地元では今、県警の捜査に対する批判が渦巻いている。
「連鎖」止められず
彩香ちゃん殺害の逮捕会見。県警幹部は「われわれは、やるべきことをきちんとやってきた」と強調した=7月18日、能代市落合
彩香ちゃんの水死から、県警が畠山容疑者を殺人容疑で再逮捕するまでに要した日数は、ちょうど100日。
この間に2軒隣の米山豪憲君=当時(7つ)=の殺害事件が発生、結果的に「凶行の連鎖」を食い止めることはできなかった。彩香ちゃんの水死を「事故」とみた初動捜査に落ち度はなかったのか。
県警が彩香ちゃんの“行方不明”を知ったきっかけは、4月9日夜の畠山容疑者の110番だった。大沢橋の上から、彩香ちゃんを藤琴川に突き落としたとされる犯行の約1時間後のことだ。
畠山容疑者は自宅を訪れた能代署員に「彩香は河原で石を集めるのが好きだった」と話した。その姿は一人娘の安否を気遣う母親そのものだったという。ある捜査幹部は「当初は被害者として話を聞くことが第一だった」と振り返る。

## 記録
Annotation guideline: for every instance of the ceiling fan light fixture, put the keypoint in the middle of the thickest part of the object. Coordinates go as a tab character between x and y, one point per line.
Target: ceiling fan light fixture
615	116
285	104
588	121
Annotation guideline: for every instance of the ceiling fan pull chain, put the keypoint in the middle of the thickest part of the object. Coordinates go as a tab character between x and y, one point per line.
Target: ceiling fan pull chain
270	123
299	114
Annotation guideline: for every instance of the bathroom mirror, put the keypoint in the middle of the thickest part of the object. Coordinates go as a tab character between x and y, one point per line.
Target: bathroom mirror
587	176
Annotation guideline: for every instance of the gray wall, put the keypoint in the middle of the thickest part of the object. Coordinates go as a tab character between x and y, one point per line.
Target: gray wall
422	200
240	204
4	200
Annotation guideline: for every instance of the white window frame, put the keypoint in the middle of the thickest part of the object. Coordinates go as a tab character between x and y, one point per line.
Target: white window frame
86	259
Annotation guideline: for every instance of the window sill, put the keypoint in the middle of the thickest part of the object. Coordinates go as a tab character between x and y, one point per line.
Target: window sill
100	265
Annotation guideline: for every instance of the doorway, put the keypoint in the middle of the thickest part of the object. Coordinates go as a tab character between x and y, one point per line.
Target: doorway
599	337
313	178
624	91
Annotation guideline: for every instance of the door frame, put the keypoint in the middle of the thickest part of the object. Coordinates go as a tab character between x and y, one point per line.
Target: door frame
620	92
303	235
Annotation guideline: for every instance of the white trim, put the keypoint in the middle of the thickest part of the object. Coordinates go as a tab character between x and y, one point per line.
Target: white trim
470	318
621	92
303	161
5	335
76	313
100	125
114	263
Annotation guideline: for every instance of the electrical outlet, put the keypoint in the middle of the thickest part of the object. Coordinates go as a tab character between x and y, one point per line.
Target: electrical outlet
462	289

--

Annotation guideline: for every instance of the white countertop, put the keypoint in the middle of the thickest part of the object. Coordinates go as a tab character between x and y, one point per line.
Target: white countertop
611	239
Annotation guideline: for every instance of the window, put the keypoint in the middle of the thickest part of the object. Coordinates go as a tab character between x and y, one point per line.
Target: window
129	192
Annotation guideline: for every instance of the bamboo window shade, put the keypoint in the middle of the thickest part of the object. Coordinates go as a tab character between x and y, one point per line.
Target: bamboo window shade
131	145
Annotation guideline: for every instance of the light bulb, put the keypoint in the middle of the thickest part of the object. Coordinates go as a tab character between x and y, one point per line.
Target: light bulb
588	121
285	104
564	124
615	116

* * *

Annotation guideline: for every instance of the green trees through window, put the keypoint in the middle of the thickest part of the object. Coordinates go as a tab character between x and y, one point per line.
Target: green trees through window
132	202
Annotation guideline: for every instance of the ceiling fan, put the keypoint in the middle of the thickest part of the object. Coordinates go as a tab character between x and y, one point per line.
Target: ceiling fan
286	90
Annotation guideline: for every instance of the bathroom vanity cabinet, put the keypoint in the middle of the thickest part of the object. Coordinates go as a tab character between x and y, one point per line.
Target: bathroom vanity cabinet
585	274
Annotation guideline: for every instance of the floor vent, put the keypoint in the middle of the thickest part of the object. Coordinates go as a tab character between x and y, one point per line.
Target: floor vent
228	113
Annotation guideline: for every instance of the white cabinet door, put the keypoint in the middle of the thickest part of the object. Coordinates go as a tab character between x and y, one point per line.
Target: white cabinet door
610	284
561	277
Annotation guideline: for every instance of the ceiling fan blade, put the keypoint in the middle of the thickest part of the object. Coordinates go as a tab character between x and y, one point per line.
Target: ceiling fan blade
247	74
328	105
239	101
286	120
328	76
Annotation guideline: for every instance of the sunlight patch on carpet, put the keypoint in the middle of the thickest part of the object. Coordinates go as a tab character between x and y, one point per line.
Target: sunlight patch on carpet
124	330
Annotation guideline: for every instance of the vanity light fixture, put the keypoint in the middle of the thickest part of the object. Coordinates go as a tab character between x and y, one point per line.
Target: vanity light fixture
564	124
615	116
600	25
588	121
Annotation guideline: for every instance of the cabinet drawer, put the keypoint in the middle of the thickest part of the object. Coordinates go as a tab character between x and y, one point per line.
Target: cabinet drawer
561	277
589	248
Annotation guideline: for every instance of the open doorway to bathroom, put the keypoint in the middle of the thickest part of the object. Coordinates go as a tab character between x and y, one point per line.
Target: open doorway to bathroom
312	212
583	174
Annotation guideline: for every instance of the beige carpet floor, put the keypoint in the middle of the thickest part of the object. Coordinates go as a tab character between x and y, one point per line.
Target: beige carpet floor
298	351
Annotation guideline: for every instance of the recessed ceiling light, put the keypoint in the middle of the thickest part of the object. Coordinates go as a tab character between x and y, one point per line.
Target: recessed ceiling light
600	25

## 作業内容
1. 引用文によると、彩香ちゃんの水死から県警が畠山容疑者を殺人容疑で再逮捕するまでに、何日かかりましたか。
2. 記録から、文字列「drawer」を含む行をすべて抜き出してください。大文字と小文字は区別します。

## 想定される回答
1. ちょうど100日かかりました。

2.
Annotation guideline: for every instance of the cabinet drawer, put the keypoint in the middle of the thickest part of the object. Coordinates go as a tab character between x and y, one point per line.
Target: cabinet drawer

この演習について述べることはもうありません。